**What to work on:** Rewrite all of the records below, requests included. Multiply every x and y coordinate in the answer points by 1.3, round each to a whole number with halves going up, keep the sample coordinates inside the requests unchanged, and leave the pictures out.

**Data excerpts:**
* * * * * * *

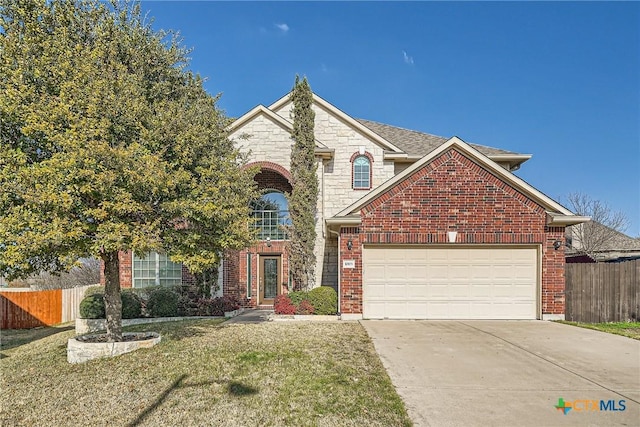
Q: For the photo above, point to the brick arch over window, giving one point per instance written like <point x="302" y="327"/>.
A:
<point x="272" y="176"/>
<point x="359" y="182"/>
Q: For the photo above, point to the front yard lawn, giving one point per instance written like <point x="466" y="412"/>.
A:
<point x="627" y="329"/>
<point x="205" y="373"/>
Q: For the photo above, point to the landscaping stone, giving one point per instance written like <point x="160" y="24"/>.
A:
<point x="80" y="351"/>
<point x="87" y="326"/>
<point x="307" y="317"/>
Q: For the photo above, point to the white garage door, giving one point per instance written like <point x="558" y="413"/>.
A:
<point x="417" y="282"/>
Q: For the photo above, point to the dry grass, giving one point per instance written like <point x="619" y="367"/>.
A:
<point x="204" y="373"/>
<point x="626" y="329"/>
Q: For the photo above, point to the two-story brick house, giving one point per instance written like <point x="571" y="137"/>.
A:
<point x="409" y="225"/>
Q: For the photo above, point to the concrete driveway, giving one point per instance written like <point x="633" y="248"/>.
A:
<point x="509" y="373"/>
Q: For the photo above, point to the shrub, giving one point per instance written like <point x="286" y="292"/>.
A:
<point x="297" y="297"/>
<point x="282" y="305"/>
<point x="217" y="306"/>
<point x="92" y="307"/>
<point x="304" y="307"/>
<point x="163" y="302"/>
<point x="324" y="300"/>
<point x="131" y="305"/>
<point x="94" y="290"/>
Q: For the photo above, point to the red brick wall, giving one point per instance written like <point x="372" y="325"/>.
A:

* * * * * * *

**The response:**
Q: For the photo above, point to the brick arch over window, giving one point per instance written like <point x="302" y="327"/>.
A:
<point x="354" y="229"/>
<point x="467" y="237"/>
Q: For the photo above, point to the front yard lawn, giving one point per instance written like <point x="466" y="412"/>.
A:
<point x="815" y="428"/>
<point x="267" y="485"/>
Q: For the photo above, point to the landscaping stone, giving one point per instance written like <point x="160" y="24"/>.
A:
<point x="104" y="456"/>
<point x="113" y="424"/>
<point x="399" y="412"/>
Q: For the photo above, point to the white garage door, giving one point per instance written like <point x="558" y="413"/>.
A:
<point x="542" y="367"/>
Q: For the photo above, point to the dry grass, giving one point per instance written like <point x="619" y="367"/>.
A:
<point x="265" y="485"/>
<point x="814" y="428"/>
Q: For the photo above, point to the two-story brick house, giving one point per instance written like <point x="571" y="137"/>.
A:
<point x="532" y="293"/>
Q: For the photo above, point to the concrete driveway, giving one point per instance written like <point x="633" y="248"/>.
A:
<point x="662" y="485"/>
Q: For the photo above, point to the shrub, giving one point per instance written like <point x="286" y="292"/>.
A:
<point x="386" y="386"/>
<point x="367" y="397"/>
<point x="282" y="398"/>
<point x="120" y="399"/>
<point x="395" y="399"/>
<point x="212" y="393"/>
<point x="421" y="390"/>
<point x="170" y="397"/>
<point x="122" y="377"/>
Q: For the photo above, point to the red brick wall, giving one point per instance written like <point x="372" y="325"/>.
A:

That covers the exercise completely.